Every line below is to be quoted exactly, with nothing added or dropped.

◆ ◆ ◆

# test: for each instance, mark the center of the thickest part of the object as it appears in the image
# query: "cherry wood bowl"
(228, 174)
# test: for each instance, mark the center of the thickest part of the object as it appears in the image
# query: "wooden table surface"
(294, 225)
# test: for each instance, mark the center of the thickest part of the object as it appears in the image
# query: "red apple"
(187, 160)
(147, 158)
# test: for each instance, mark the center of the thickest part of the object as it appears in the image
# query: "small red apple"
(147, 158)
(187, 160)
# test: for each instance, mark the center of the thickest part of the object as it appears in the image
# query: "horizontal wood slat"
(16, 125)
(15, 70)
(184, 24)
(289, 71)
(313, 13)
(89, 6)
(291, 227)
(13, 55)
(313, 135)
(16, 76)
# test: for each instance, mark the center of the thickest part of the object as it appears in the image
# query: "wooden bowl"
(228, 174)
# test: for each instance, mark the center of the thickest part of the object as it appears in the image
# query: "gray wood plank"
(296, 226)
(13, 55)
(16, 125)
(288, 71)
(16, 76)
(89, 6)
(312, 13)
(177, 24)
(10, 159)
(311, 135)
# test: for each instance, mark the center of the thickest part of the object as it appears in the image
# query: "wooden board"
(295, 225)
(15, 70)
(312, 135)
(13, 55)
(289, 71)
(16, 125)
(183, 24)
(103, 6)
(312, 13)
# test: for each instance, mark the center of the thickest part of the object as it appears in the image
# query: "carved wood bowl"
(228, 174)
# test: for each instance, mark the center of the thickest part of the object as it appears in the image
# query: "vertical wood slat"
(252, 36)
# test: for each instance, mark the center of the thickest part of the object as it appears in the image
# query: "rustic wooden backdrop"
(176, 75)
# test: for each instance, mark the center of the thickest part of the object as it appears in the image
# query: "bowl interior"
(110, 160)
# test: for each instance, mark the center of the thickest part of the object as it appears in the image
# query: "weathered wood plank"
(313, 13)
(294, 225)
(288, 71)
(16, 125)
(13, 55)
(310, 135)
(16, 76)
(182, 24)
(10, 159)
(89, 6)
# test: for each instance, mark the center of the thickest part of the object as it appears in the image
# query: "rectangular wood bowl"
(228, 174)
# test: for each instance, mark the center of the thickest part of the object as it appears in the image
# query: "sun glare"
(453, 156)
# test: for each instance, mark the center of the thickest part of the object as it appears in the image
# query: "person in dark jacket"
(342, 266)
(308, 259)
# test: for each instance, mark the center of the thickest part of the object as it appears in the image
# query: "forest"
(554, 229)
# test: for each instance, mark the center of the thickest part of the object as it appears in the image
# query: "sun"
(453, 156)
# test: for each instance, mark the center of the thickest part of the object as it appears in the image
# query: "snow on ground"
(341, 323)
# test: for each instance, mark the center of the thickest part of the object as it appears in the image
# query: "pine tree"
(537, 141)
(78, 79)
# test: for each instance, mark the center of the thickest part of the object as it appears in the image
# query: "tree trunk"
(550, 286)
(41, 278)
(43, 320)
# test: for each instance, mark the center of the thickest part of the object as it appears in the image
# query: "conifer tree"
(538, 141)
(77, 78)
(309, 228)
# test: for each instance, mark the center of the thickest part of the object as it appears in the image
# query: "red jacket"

◆ ◆ ◆

**Response to the task:**
# test: for each instance, mark the center of the thickest part of the object as it appears in the image
# query: "cherry wood bowl"
(228, 174)
# test: for each instance, mark the center of the thickest part of the object as it appears in the image
# query: "wooden table surface"
(294, 225)
# test: for each instance, mark the center of the thickest part of the object as it appears in the image
# query: "red apple"
(187, 160)
(147, 158)
# test: for each instance, mark the center of the thickest part of the object as it appears in the image
# query: "small red apple"
(147, 158)
(187, 160)
# test: for each instance, mark the center of the thickest part of the object as it appears in the image
# query: "horizontal wood slat"
(16, 125)
(15, 70)
(184, 24)
(289, 71)
(313, 13)
(89, 6)
(291, 227)
(13, 55)
(313, 135)
(16, 76)
# test: for each instance, mark the center of the thickest part of the object as it appears in the image
# query: "wooden bowl"
(228, 174)
# test: for each instance, mark the center of the thickest part of the object as it appears in the image
# query: "gray wood plank"
(296, 226)
(13, 55)
(16, 125)
(288, 71)
(16, 76)
(89, 6)
(312, 13)
(177, 24)
(10, 159)
(311, 135)
# test: for each instance, mark the center of the thickest part of the object as it appears in the image
# query: "wooden board"
(295, 225)
(15, 70)
(312, 135)
(13, 55)
(289, 71)
(16, 125)
(183, 24)
(103, 6)
(312, 13)
# test: for each instance, mark the center of the thickest part of the object as it appears in the image
# query: "carved wood bowl"
(228, 174)
# test: for each instance, mark the center of the thickest part of the object as it appears in the image
# query: "vertical wood slat"
(252, 36)
# test: for each instance, mark the center of the thickest part of the object as it appears in the image
# query: "rustic wooden backdrop"
(176, 75)
# test: for each instance, mark the center of the thickest part of the object as it appears in the image
# query: "bowl interior"
(110, 160)
# test: for each instance, mark the center of the thickest part of the object as it appears in the image
# query: "weathered wood plank"
(313, 13)
(294, 225)
(288, 71)
(16, 125)
(13, 55)
(310, 135)
(16, 76)
(182, 24)
(10, 159)
(89, 6)
# test: for each instance, mark the center of the thickest part of the object as it appears in the image
# query: "rectangular wood bowl"
(228, 174)
# test: for each instance, mark the center of the thickest part of the object as it appears in the image
# query: "sun glare"
(453, 156)
# test: for each instance, mark the center of the thickest part of the object as it appears in the image
# query: "person in dark jacket"
(342, 266)
(308, 259)
# test: for each instance, mark the center of the thickest part of the object as it appears in the image
# query: "forest"
(554, 229)
# test: for each instance, mark the center of the thickest part of the object as it appears in the image
# query: "sun"
(453, 156)
# test: for each instance, mark the center of the thickest part of the object as it appears in the image
# query: "snow on ground"
(341, 323)
# test: for each instance, mark the center of the thickest part of the object as it appears in the image
# query: "pine tree"
(537, 141)
(78, 79)
# test: for each instance, mark the center of the thickest part of the object as it appears in the image
# query: "tree trunk"
(550, 286)
(41, 278)
(43, 320)
# test: for each instance, mark the center of the thickest part of the object as it appears in the image
# query: "conifer tree"
(538, 141)
(77, 78)
(309, 228)
# test: for each instance, mark the center of the thickest part of the object as it appears in the image
# query: "red jacket"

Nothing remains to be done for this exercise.